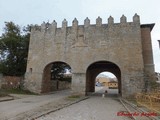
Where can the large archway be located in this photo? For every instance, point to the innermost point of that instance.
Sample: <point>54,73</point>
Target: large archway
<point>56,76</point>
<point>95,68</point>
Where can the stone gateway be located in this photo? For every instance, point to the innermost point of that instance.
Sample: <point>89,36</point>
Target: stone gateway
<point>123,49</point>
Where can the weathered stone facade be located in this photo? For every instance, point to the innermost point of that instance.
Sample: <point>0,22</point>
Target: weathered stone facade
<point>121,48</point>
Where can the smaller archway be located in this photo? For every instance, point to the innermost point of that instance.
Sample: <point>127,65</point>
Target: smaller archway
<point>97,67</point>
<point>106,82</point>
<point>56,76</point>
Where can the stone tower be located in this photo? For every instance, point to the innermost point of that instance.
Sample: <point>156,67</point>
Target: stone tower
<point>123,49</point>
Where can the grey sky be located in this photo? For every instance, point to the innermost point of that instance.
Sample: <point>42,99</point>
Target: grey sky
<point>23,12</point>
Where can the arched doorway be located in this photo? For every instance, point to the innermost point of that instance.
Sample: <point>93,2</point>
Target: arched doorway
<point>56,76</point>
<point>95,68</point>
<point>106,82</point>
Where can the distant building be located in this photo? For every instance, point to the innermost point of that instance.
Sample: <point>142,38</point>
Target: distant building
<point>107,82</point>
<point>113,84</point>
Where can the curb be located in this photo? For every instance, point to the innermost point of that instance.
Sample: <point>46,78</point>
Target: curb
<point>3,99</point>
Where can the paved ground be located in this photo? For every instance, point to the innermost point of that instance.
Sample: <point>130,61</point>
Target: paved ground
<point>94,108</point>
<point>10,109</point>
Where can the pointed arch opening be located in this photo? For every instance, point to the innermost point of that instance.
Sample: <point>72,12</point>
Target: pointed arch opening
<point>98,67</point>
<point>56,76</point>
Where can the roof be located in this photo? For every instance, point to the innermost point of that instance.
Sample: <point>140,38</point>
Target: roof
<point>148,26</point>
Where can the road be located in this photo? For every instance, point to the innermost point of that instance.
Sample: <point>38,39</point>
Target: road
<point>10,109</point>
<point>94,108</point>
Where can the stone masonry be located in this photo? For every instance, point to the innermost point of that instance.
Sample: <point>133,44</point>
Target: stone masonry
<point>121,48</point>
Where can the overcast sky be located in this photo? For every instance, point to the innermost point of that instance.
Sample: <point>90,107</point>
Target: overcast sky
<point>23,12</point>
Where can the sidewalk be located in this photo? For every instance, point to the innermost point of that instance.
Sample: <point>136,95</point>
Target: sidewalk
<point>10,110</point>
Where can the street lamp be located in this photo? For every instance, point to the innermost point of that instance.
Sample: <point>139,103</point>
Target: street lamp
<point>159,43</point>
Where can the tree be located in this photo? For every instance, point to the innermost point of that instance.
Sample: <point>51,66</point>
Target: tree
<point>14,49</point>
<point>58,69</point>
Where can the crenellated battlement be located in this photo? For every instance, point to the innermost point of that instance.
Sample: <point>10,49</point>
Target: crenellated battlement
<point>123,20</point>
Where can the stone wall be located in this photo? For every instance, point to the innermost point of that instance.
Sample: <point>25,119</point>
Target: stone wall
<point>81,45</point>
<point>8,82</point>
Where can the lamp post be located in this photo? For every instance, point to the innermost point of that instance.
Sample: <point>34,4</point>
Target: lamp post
* * *
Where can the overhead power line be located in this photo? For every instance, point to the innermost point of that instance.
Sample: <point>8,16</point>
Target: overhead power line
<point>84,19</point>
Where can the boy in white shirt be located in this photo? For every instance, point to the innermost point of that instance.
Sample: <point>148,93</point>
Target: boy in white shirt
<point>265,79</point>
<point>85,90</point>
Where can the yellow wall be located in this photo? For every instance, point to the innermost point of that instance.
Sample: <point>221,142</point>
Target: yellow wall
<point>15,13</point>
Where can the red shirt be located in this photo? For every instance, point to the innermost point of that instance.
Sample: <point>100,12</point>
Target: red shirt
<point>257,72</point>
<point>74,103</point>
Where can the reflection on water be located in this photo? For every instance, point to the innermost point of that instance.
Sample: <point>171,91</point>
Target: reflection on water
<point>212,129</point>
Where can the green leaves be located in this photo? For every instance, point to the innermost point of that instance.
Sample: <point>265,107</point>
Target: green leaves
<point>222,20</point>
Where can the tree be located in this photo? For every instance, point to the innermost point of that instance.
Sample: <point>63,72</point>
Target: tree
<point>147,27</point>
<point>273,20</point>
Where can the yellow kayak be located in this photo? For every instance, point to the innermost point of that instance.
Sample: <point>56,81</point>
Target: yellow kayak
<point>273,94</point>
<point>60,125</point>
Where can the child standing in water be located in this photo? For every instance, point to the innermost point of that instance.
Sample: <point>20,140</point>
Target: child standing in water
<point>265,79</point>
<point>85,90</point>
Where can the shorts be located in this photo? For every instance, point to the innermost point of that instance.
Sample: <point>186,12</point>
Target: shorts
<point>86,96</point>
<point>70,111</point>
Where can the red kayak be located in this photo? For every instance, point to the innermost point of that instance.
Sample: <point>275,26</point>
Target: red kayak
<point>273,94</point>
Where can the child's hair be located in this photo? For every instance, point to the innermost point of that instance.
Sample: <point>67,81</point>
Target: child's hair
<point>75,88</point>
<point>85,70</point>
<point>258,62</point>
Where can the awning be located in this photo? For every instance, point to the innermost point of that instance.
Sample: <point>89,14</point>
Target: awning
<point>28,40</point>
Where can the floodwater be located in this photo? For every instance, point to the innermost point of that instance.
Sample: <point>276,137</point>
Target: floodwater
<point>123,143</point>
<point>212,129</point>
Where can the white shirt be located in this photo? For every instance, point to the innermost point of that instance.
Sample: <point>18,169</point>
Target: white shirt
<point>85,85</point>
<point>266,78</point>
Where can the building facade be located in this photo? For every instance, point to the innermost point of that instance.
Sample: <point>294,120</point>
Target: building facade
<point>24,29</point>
--
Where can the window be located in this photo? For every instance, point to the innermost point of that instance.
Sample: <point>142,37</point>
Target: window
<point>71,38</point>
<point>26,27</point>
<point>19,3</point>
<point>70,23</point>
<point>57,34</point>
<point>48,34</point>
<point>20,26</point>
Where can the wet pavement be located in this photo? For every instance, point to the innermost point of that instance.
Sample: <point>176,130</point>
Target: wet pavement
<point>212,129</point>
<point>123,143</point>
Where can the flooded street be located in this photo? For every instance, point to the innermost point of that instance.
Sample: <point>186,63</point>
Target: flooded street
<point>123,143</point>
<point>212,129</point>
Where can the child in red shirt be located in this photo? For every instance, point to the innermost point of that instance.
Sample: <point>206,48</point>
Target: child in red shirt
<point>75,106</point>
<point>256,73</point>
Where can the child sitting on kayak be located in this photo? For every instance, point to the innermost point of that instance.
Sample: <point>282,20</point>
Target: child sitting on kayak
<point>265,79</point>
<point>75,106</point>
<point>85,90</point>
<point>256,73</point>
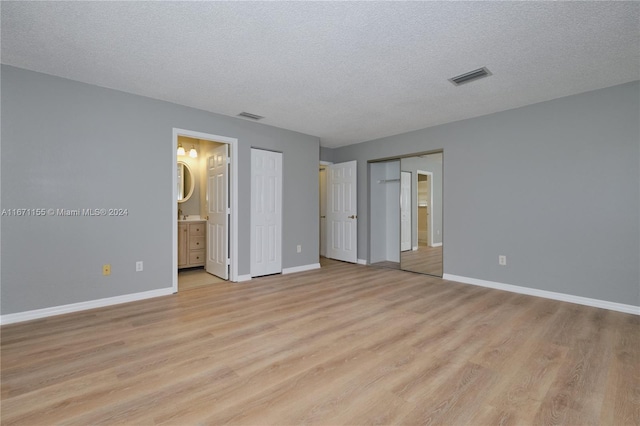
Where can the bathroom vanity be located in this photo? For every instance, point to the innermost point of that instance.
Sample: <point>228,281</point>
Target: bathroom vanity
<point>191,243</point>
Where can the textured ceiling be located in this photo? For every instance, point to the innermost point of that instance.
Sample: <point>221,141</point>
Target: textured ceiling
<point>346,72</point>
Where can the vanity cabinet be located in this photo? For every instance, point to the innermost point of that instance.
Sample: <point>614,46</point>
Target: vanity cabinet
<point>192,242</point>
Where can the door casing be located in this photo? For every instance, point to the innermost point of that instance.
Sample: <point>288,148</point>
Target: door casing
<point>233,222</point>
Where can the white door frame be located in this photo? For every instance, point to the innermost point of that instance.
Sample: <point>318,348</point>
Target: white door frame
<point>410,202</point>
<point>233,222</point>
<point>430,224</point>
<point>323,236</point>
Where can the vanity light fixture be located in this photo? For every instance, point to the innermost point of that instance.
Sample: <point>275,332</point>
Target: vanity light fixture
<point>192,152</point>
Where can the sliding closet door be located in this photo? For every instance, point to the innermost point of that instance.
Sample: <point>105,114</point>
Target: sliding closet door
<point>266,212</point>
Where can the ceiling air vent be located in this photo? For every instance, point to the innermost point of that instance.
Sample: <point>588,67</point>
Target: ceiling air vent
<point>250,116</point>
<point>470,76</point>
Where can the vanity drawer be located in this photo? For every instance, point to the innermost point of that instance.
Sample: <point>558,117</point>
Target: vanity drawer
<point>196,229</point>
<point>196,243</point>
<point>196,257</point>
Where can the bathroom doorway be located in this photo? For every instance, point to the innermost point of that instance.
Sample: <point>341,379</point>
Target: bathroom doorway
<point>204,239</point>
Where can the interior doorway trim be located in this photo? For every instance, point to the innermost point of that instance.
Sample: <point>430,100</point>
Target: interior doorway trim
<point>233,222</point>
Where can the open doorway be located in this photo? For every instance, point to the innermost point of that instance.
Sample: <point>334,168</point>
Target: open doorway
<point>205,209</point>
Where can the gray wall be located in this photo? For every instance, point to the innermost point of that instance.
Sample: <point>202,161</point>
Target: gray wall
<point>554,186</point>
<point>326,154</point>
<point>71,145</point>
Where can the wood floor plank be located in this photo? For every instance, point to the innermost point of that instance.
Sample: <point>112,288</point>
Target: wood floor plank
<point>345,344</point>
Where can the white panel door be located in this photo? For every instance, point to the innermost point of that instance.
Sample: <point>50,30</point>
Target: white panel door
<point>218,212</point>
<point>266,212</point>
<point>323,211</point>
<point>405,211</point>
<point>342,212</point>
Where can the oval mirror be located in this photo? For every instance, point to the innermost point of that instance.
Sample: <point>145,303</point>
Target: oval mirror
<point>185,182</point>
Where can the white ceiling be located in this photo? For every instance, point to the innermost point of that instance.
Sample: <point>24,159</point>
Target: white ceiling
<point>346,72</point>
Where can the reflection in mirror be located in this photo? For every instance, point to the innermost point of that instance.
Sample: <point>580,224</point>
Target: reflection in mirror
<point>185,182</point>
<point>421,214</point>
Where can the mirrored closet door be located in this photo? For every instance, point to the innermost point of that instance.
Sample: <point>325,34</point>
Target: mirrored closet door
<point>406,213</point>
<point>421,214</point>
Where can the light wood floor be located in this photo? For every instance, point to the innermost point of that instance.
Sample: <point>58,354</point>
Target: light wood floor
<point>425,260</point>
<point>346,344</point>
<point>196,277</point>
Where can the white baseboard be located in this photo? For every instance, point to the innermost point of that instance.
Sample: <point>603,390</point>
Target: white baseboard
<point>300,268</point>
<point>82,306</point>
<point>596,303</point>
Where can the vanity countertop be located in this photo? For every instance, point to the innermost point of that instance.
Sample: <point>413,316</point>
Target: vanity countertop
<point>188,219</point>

§ What is needed:
Starting at the line above that contains "Sample: <point>142,37</point>", write out each line exactly until the line that contains "Sample: <point>282,20</point>" has been written, and stop there.

§ Result for this exercise:
Sample: <point>142,37</point>
Target: window
<point>71,38</point>
<point>26,27</point>
<point>19,3</point>
<point>70,23</point>
<point>57,34</point>
<point>48,34</point>
<point>20,26</point>
Where can the wet pavement be located in this photo? For every instance, point to the innermost point of that instance.
Sample: <point>176,130</point>
Target: wet pavement
<point>212,129</point>
<point>123,143</point>
Where can the flooded street be located in this photo? For every instance, point to the innermost point of that instance.
Sample: <point>186,63</point>
Target: flooded street
<point>123,143</point>
<point>212,129</point>
Where can the child in red shirt be located in this photo? For every instance, point to the innermost point of that instance.
Sample: <point>206,48</point>
Target: child in red shirt
<point>75,106</point>
<point>256,73</point>
Where can the child sitting on kayak be located in this photo? For every instance, point to the innermost point of that instance.
Sample: <point>282,20</point>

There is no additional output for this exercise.